— BEGIN Data rows —

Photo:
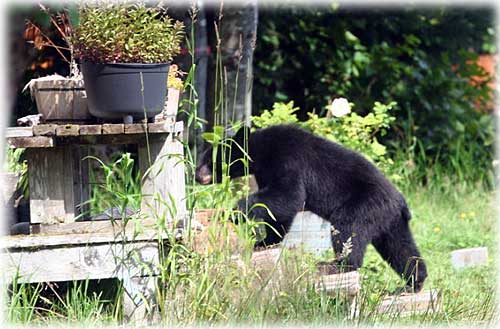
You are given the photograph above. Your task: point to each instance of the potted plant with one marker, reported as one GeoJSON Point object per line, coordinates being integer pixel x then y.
{"type": "Point", "coordinates": [57, 98]}
{"type": "Point", "coordinates": [125, 52]}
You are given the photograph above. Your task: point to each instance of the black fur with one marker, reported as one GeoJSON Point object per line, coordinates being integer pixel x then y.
{"type": "Point", "coordinates": [296, 170]}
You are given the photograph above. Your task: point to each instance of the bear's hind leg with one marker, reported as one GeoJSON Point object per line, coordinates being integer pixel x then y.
{"type": "Point", "coordinates": [399, 250]}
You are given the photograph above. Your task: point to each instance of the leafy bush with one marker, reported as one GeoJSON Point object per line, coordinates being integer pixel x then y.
{"type": "Point", "coordinates": [126, 33]}
{"type": "Point", "coordinates": [423, 59]}
{"type": "Point", "coordinates": [352, 130]}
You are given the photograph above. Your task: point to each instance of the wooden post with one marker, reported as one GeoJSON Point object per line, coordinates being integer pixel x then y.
{"type": "Point", "coordinates": [55, 180]}
{"type": "Point", "coordinates": [161, 162]}
{"type": "Point", "coordinates": [139, 302]}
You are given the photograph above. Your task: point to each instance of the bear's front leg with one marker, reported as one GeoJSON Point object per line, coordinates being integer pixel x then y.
{"type": "Point", "coordinates": [276, 208]}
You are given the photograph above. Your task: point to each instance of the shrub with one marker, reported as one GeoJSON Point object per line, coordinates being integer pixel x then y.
{"type": "Point", "coordinates": [126, 33]}
{"type": "Point", "coordinates": [354, 131]}
{"type": "Point", "coordinates": [424, 59]}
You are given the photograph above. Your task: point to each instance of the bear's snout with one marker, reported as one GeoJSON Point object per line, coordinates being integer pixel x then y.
{"type": "Point", "coordinates": [203, 175]}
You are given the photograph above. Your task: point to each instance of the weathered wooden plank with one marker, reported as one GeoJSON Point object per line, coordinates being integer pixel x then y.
{"type": "Point", "coordinates": [111, 227]}
{"type": "Point", "coordinates": [51, 175]}
{"type": "Point", "coordinates": [139, 302]}
{"type": "Point", "coordinates": [19, 132]}
{"type": "Point", "coordinates": [81, 184]}
{"type": "Point", "coordinates": [165, 127]}
{"type": "Point", "coordinates": [135, 128]}
{"type": "Point", "coordinates": [131, 233]}
{"type": "Point", "coordinates": [45, 130]}
{"type": "Point", "coordinates": [469, 257]}
{"type": "Point", "coordinates": [67, 130]}
{"type": "Point", "coordinates": [410, 304]}
{"type": "Point", "coordinates": [31, 142]}
{"type": "Point", "coordinates": [113, 128]}
{"type": "Point", "coordinates": [80, 262]}
{"type": "Point", "coordinates": [90, 130]}
{"type": "Point", "coordinates": [309, 231]}
{"type": "Point", "coordinates": [163, 185]}
{"type": "Point", "coordinates": [348, 282]}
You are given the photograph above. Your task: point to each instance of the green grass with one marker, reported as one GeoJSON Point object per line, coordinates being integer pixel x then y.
{"type": "Point", "coordinates": [209, 287]}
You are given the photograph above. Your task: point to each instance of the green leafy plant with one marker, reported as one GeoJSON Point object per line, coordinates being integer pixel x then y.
{"type": "Point", "coordinates": [120, 186]}
{"type": "Point", "coordinates": [424, 59]}
{"type": "Point", "coordinates": [126, 33]}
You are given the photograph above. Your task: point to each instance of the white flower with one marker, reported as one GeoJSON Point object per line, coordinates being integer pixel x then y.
{"type": "Point", "coordinates": [340, 107]}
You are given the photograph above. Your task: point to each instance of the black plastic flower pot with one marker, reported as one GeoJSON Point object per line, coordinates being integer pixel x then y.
{"type": "Point", "coordinates": [125, 91]}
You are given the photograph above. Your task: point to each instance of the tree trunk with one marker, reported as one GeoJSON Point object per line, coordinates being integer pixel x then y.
{"type": "Point", "coordinates": [230, 81]}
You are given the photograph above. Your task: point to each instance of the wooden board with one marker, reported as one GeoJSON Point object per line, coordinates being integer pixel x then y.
{"type": "Point", "coordinates": [19, 132]}
{"type": "Point", "coordinates": [67, 130]}
{"type": "Point", "coordinates": [348, 282]}
{"type": "Point", "coordinates": [44, 130]}
{"type": "Point", "coordinates": [80, 261]}
{"type": "Point", "coordinates": [409, 304]}
{"type": "Point", "coordinates": [111, 227]}
{"type": "Point", "coordinates": [113, 129]}
{"type": "Point", "coordinates": [54, 179]}
{"type": "Point", "coordinates": [163, 184]}
{"type": "Point", "coordinates": [90, 130]}
{"type": "Point", "coordinates": [163, 127]}
{"type": "Point", "coordinates": [135, 128]}
{"type": "Point", "coordinates": [49, 135]}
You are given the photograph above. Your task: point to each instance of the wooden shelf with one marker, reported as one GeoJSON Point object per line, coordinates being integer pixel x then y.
{"type": "Point", "coordinates": [50, 135]}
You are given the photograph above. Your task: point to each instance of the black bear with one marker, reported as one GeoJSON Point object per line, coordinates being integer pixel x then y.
{"type": "Point", "coordinates": [296, 170]}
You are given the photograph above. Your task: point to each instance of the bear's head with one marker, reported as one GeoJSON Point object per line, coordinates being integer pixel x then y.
{"type": "Point", "coordinates": [230, 151]}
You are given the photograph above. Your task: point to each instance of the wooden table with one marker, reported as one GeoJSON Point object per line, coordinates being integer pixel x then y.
{"type": "Point", "coordinates": [62, 249]}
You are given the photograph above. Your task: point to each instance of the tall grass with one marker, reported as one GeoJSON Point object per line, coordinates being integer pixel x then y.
{"type": "Point", "coordinates": [213, 279]}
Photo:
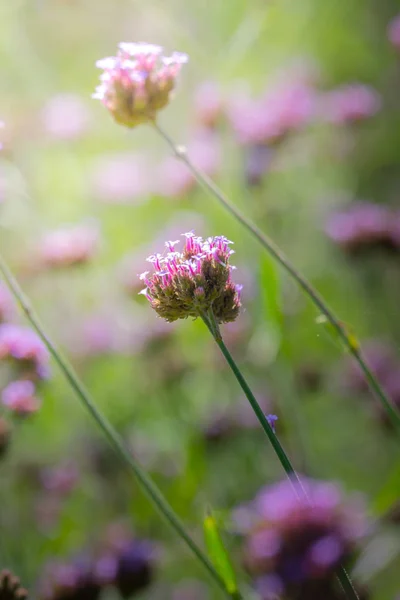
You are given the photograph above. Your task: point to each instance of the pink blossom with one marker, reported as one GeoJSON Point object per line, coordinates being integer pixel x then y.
{"type": "Point", "coordinates": [138, 82]}
{"type": "Point", "coordinates": [65, 116]}
{"type": "Point", "coordinates": [71, 245]}
{"type": "Point", "coordinates": [394, 31]}
{"type": "Point", "coordinates": [352, 102]}
{"type": "Point", "coordinates": [19, 396]}
{"type": "Point", "coordinates": [283, 109]}
{"type": "Point", "coordinates": [6, 303]}
{"type": "Point", "coordinates": [23, 345]}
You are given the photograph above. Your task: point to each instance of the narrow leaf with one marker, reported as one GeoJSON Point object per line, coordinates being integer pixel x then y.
{"type": "Point", "coordinates": [218, 554]}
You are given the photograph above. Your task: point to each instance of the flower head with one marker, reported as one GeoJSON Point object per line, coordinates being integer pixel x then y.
{"type": "Point", "coordinates": [138, 82]}
{"type": "Point", "coordinates": [294, 547]}
{"type": "Point", "coordinates": [19, 396]}
{"type": "Point", "coordinates": [194, 281]}
{"type": "Point", "coordinates": [23, 346]}
{"type": "Point", "coordinates": [6, 303]}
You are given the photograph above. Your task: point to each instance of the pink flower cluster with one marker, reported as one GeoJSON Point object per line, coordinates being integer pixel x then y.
{"type": "Point", "coordinates": [19, 396]}
{"type": "Point", "coordinates": [268, 120]}
{"type": "Point", "coordinates": [138, 82]}
{"type": "Point", "coordinates": [365, 225]}
{"type": "Point", "coordinates": [294, 546]}
{"type": "Point", "coordinates": [349, 103]}
{"type": "Point", "coordinates": [29, 358]}
{"type": "Point", "coordinates": [24, 347]}
{"type": "Point", "coordinates": [6, 303]}
{"type": "Point", "coordinates": [193, 282]}
{"type": "Point", "coordinates": [72, 245]}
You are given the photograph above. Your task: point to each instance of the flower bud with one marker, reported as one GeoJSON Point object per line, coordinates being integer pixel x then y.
{"type": "Point", "coordinates": [138, 82]}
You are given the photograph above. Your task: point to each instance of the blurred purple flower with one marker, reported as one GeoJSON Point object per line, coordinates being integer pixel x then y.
{"type": "Point", "coordinates": [24, 347]}
{"type": "Point", "coordinates": [60, 480]}
{"type": "Point", "coordinates": [285, 108]}
{"type": "Point", "coordinates": [20, 398]}
{"type": "Point", "coordinates": [175, 179]}
{"type": "Point", "coordinates": [121, 178]}
{"type": "Point", "coordinates": [364, 225]}
{"type": "Point", "coordinates": [137, 83]}
{"type": "Point", "coordinates": [6, 303]}
{"type": "Point", "coordinates": [349, 103]}
{"type": "Point", "coordinates": [293, 546]}
{"type": "Point", "coordinates": [394, 32]}
{"type": "Point", "coordinates": [208, 104]}
{"type": "Point", "coordinates": [70, 245]}
{"type": "Point", "coordinates": [65, 116]}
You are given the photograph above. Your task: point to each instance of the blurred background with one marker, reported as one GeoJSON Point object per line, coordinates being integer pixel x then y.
{"type": "Point", "coordinates": [293, 108]}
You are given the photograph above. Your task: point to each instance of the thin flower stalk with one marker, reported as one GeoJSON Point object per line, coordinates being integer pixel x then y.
{"type": "Point", "coordinates": [145, 482]}
{"type": "Point", "coordinates": [268, 426]}
{"type": "Point", "coordinates": [280, 257]}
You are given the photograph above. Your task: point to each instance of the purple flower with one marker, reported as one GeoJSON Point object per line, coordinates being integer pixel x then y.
{"type": "Point", "coordinates": [24, 347]}
{"type": "Point", "coordinates": [138, 82]}
{"type": "Point", "coordinates": [293, 547]}
{"type": "Point", "coordinates": [349, 103]}
{"type": "Point", "coordinates": [194, 281]}
{"type": "Point", "coordinates": [19, 397]}
{"type": "Point", "coordinates": [6, 303]}
{"type": "Point", "coordinates": [365, 225]}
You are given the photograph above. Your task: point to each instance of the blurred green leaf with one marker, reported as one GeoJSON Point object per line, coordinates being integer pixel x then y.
{"type": "Point", "coordinates": [218, 554]}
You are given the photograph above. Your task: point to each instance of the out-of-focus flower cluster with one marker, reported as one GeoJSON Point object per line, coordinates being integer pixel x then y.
{"type": "Point", "coordinates": [384, 363]}
{"type": "Point", "coordinates": [127, 564]}
{"type": "Point", "coordinates": [193, 282]}
{"type": "Point", "coordinates": [365, 226]}
{"type": "Point", "coordinates": [26, 360]}
{"type": "Point", "coordinates": [294, 546]}
{"type": "Point", "coordinates": [137, 83]}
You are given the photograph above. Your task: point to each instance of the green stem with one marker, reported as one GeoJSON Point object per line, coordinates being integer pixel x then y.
{"type": "Point", "coordinates": [146, 483]}
{"type": "Point", "coordinates": [294, 478]}
{"type": "Point", "coordinates": [279, 256]}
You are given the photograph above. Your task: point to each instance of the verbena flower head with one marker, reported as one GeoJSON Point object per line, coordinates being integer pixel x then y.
{"type": "Point", "coordinates": [194, 281]}
{"type": "Point", "coordinates": [138, 82]}
{"type": "Point", "coordinates": [20, 398]}
{"type": "Point", "coordinates": [22, 346]}
{"type": "Point", "coordinates": [294, 547]}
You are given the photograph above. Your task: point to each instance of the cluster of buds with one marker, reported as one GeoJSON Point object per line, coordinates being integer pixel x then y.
{"type": "Point", "coordinates": [137, 83]}
{"type": "Point", "coordinates": [365, 226]}
{"type": "Point", "coordinates": [294, 546]}
{"type": "Point", "coordinates": [28, 358]}
{"type": "Point", "coordinates": [384, 362]}
{"type": "Point", "coordinates": [128, 567]}
{"type": "Point", "coordinates": [193, 282]}
{"type": "Point", "coordinates": [6, 304]}
{"type": "Point", "coordinates": [10, 587]}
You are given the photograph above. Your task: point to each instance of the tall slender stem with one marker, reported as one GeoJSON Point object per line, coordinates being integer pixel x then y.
{"type": "Point", "coordinates": [280, 257]}
{"type": "Point", "coordinates": [146, 483]}
{"type": "Point", "coordinates": [294, 478]}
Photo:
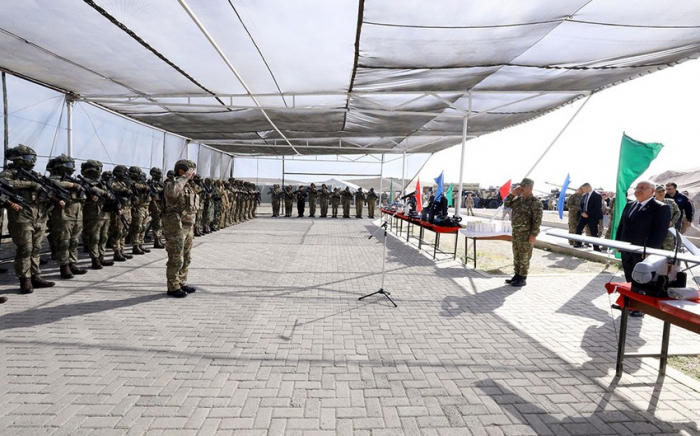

— END Data rows —

_Requirements_
Pull out every line of the data above that contains the string "leafy", and copy each one unchanged.

_Response below_
You are given the photograph above. Your task: point to each instance of the leafy bush with one marker, reported as one GeoJSON Point object per line, coordinates being integer pixel x then y.
You are given the photograph above. Your task: point to each instance of the green leafy plant with one marker, reported as one GeoJSON Point object per line, coordinates being integer pixel x then y.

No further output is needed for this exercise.